Document excerpt:
-- Opening Marker --

[RFC/PATCHv7 13/22] Refactor notes code to concatenate multiple notes annotating the same object

[Date Prev][Date Next][Thread Prev][Thread Next][Date Index][Thread Index]

 



Currently, having multiple notes referring to the same commit from various
locations in the notes tree is strongly discouraged, since only one of those
notes will be parsed and shown.

This patch teaches the notes code to _concatenate_ multiple notes that
annotate the same commit. Notes are concatenated by creating a new blob
object containing the concatenation of the notes in question, and
replacing them with the concatenated note in the internal notes tree
structure.

Getting the concatenation right requires being more proactive in unpacking
subtree entries in the internal notes tree structure, so that we don't return
a note prematurely (i.e. before having found all other notes that annotate
the same object). As such, this patch may incur a small performance penalty.

Suggested-by: Sam Vilain <sam@xxxxxxxxxx>
Re-suggested-by: Johannes Schindelin <johannes.schindelin@xxxxxx>
Signed-off-by: Johan Herland <johan@xxxxxxxxxxx>
---
 notes.c |  243 +++++++++++++++++++++++++++++++++++++++++---------------------
 1 files changed, 161 insertions(+), 82 deletions(-)

-- Closing Marker --

Exercise brief:
Answer these about the notes patch above:
(a) Under the current behavior, what happens when several notes refer to the same commit?
(b) What cost does the patch say it may bring?
(c) How many insertions and deletions does the change to notes.c make?

Given data:
-- Opening Marker --

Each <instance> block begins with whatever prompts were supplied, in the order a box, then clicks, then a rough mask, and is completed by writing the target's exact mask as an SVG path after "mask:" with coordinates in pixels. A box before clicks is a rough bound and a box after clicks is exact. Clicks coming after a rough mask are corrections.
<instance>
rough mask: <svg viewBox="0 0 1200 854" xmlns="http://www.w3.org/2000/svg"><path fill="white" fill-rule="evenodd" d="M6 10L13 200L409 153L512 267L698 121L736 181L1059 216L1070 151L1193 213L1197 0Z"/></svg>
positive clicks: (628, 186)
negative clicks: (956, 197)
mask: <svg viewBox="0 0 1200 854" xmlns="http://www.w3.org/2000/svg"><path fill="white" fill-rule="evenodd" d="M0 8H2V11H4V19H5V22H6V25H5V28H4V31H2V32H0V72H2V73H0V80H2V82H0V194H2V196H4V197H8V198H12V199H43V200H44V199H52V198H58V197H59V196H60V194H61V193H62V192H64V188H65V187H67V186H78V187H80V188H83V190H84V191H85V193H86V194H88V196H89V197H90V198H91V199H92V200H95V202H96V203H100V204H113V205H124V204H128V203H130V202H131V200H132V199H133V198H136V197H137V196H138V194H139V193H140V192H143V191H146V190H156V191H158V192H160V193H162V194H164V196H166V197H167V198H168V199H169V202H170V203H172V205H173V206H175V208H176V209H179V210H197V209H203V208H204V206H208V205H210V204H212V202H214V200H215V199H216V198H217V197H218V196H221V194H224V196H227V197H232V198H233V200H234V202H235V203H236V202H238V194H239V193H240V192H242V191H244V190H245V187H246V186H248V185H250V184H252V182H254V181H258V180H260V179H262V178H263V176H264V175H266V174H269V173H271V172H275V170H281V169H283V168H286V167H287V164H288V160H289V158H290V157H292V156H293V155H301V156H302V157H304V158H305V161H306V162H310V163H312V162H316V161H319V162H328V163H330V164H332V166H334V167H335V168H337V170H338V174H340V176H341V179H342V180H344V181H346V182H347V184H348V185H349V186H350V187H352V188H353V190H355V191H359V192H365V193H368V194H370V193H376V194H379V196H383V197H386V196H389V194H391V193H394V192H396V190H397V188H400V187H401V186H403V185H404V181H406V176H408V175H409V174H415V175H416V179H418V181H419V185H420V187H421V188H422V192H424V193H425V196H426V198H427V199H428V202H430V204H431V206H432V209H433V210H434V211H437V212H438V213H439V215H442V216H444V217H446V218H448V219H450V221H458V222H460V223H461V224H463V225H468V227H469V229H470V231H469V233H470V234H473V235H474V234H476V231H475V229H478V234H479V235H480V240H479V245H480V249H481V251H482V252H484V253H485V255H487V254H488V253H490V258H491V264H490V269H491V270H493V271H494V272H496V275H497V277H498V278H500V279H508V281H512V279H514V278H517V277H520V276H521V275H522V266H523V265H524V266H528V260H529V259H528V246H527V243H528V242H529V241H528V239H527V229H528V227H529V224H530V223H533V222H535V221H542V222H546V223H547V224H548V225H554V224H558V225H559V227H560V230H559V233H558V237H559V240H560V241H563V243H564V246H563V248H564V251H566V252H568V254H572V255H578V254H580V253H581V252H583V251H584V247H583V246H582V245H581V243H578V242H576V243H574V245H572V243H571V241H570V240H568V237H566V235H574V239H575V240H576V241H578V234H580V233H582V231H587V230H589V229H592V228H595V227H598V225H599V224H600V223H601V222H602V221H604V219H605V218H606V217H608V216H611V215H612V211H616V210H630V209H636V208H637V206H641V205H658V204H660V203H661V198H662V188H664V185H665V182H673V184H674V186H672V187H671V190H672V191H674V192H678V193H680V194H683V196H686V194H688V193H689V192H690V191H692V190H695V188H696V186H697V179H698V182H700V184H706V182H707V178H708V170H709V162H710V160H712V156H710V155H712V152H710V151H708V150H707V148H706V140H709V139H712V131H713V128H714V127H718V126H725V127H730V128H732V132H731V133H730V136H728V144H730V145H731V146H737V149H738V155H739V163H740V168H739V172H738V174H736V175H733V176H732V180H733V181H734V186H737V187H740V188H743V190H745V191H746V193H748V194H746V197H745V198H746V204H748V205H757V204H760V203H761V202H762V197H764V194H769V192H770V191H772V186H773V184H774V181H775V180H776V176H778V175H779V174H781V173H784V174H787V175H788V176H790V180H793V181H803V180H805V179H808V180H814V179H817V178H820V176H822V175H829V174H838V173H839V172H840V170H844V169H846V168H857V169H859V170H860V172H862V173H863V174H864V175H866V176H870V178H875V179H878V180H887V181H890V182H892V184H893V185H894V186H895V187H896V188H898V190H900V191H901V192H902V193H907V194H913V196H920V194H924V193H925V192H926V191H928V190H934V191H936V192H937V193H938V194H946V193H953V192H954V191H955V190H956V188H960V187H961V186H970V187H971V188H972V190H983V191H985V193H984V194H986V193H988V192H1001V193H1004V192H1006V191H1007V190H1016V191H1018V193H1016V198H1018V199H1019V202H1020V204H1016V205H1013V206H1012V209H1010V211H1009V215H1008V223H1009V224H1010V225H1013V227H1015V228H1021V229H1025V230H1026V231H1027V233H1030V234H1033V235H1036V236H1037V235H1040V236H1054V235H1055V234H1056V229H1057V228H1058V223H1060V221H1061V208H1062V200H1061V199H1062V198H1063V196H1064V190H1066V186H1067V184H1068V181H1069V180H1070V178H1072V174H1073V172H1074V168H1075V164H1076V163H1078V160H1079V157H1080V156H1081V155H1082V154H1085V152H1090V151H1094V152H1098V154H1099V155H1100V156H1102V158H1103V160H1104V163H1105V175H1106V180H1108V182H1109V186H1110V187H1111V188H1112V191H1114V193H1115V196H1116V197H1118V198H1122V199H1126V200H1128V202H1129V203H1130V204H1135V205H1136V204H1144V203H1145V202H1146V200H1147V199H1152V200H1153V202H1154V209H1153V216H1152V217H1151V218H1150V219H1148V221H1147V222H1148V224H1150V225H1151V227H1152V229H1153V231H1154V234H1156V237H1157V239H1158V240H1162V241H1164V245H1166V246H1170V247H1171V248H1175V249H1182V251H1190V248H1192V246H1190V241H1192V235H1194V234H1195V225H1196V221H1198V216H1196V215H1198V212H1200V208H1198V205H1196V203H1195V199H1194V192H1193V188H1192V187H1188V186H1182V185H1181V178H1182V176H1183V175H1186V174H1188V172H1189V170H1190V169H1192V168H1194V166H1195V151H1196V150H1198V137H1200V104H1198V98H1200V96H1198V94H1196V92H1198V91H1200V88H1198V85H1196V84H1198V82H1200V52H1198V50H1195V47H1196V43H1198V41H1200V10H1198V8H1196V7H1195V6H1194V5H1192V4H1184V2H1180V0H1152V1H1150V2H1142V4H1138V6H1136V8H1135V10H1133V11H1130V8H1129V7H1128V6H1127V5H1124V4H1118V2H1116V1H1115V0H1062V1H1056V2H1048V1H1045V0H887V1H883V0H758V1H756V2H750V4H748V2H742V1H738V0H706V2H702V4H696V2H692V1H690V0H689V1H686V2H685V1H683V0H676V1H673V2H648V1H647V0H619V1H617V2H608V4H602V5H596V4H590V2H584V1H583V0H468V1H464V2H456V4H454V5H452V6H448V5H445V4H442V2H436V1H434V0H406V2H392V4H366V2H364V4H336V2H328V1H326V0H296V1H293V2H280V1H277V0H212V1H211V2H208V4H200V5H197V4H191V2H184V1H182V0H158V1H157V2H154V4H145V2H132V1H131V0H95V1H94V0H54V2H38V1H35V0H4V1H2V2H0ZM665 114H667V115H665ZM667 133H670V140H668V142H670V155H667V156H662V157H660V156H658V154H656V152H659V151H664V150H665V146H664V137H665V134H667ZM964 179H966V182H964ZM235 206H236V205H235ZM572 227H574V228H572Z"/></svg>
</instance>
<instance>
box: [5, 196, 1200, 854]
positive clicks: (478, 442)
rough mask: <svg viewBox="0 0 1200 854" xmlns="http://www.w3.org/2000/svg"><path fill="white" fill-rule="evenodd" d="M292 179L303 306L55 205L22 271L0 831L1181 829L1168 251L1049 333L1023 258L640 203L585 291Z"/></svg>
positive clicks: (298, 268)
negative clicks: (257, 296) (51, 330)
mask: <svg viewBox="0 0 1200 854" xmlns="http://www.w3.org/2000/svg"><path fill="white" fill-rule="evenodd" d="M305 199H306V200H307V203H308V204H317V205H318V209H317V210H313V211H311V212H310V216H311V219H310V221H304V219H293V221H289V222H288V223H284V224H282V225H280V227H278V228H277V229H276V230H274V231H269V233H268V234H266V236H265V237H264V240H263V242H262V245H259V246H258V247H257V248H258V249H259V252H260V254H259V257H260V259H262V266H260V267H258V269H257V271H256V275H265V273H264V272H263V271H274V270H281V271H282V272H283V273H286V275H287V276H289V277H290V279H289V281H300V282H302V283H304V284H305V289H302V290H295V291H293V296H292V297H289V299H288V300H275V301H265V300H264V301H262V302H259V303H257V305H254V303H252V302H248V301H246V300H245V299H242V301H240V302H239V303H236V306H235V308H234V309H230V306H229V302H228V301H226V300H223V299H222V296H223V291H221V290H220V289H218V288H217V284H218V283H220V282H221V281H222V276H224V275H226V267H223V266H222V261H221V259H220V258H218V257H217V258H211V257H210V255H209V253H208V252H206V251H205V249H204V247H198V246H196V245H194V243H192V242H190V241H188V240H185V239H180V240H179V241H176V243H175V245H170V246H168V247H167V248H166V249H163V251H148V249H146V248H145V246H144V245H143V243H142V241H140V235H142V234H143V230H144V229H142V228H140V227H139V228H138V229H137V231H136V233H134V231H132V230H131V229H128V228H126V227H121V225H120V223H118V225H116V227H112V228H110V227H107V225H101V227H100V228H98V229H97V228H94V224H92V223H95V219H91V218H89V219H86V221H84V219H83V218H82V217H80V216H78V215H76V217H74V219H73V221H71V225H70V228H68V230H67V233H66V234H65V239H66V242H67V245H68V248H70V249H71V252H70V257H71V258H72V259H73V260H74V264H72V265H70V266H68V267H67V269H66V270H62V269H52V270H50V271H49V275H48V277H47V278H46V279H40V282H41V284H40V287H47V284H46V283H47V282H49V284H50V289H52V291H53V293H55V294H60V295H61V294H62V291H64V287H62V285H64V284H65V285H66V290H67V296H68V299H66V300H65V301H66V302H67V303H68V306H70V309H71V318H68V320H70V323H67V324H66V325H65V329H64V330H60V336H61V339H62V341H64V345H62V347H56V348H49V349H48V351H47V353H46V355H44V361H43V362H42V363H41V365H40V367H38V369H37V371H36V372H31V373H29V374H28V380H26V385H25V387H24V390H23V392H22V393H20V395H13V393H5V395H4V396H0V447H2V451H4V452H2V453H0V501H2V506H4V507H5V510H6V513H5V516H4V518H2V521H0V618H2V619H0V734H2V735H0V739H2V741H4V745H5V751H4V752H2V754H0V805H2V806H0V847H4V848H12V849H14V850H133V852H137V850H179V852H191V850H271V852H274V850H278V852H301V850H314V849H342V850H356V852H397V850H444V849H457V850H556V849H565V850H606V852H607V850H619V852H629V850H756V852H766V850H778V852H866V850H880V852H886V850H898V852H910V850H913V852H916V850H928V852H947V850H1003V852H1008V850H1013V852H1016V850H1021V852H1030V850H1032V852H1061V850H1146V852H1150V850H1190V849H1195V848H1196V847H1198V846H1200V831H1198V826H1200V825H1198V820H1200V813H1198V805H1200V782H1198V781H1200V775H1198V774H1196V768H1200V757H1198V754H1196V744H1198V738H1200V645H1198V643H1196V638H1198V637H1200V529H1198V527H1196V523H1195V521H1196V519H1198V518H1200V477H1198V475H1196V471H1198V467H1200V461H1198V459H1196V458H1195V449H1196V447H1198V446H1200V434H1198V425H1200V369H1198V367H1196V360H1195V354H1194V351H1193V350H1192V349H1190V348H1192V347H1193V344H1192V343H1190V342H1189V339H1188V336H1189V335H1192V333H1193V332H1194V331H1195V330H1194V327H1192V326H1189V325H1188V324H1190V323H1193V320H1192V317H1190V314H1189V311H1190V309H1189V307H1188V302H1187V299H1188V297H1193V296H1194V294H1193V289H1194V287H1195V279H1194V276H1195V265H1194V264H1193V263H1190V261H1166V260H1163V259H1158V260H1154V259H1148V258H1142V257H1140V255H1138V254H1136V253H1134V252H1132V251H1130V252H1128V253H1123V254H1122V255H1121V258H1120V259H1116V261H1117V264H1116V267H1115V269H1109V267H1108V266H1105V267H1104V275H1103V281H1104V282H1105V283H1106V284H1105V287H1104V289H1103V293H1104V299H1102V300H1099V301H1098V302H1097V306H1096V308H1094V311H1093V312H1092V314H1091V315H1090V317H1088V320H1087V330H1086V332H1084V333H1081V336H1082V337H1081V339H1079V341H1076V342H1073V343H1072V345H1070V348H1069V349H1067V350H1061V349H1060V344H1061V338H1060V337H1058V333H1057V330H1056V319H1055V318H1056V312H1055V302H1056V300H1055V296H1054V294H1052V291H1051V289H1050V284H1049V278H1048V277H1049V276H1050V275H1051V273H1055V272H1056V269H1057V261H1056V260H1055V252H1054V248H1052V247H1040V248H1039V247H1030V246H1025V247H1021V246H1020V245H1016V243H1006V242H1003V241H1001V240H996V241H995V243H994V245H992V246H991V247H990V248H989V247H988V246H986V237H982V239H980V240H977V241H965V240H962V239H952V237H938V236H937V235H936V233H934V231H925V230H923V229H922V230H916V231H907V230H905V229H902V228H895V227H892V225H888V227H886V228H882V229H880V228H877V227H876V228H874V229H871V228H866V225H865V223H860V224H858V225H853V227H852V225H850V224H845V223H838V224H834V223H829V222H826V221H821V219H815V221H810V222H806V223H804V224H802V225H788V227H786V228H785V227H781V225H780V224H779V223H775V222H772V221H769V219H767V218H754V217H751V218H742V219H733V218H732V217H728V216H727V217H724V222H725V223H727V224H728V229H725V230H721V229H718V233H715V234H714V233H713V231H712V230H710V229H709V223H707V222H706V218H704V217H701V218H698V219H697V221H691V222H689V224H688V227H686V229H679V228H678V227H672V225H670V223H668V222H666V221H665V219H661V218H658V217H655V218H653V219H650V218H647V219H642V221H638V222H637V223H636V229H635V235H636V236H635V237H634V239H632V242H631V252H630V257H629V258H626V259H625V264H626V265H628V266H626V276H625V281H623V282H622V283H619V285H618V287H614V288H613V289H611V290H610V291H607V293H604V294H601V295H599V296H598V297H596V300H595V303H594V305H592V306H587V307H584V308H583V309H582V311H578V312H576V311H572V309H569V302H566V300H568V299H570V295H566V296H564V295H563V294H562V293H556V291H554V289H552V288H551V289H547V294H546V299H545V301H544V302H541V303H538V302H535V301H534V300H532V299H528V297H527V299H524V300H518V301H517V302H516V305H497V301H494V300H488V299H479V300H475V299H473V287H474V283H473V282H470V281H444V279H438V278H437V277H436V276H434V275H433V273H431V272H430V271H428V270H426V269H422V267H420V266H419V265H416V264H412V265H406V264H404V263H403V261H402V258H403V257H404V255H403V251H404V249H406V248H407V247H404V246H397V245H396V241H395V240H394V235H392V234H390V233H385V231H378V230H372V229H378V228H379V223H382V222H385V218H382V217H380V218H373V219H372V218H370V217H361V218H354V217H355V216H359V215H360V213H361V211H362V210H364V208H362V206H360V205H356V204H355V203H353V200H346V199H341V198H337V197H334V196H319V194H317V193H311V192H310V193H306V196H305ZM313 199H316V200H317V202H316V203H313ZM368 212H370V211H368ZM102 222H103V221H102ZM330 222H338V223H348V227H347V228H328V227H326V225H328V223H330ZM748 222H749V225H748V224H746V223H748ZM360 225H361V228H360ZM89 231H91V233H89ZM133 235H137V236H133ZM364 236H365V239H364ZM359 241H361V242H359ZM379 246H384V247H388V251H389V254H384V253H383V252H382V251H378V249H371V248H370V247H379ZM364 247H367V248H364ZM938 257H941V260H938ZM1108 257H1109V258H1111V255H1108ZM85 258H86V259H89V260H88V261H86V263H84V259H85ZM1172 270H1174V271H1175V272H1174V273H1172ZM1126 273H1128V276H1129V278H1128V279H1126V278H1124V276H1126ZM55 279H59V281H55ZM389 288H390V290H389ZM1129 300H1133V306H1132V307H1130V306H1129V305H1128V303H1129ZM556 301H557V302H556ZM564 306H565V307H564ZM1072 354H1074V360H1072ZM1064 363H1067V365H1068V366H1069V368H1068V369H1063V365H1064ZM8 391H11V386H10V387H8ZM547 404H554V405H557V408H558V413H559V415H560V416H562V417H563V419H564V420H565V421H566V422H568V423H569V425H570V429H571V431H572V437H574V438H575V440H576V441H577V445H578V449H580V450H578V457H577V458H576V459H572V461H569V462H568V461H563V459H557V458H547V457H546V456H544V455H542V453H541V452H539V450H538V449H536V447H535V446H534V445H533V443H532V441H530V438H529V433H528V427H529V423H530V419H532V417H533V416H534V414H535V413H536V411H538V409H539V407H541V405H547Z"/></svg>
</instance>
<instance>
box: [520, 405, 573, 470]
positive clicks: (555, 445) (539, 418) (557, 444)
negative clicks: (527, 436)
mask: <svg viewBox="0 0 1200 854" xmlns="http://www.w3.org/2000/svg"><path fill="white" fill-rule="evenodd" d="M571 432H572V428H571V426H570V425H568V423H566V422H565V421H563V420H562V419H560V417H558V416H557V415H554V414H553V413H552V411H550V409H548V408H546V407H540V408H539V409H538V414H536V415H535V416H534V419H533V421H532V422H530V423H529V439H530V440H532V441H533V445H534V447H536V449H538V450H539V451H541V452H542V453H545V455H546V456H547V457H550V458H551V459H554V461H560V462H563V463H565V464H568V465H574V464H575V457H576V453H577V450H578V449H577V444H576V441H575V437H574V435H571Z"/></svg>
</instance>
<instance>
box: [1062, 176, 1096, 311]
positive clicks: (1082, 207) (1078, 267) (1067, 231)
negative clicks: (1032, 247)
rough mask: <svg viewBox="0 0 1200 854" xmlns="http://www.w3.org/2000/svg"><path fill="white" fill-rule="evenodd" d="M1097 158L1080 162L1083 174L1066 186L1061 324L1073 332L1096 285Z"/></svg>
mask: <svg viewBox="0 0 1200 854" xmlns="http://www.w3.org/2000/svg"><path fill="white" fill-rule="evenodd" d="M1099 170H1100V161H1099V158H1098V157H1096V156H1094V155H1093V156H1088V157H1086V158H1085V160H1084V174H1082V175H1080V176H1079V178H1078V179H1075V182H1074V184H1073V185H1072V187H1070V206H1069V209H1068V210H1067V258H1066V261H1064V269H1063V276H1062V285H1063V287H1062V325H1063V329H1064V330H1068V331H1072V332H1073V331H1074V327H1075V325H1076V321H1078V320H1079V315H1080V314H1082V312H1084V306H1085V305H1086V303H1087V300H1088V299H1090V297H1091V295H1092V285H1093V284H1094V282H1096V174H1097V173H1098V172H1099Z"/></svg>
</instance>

-- Closing Marker --

Result:
(a) Only one of those notes is parsed and shown.
(b) A small performance penalty.
(c) 161 insertions and 82 deletions.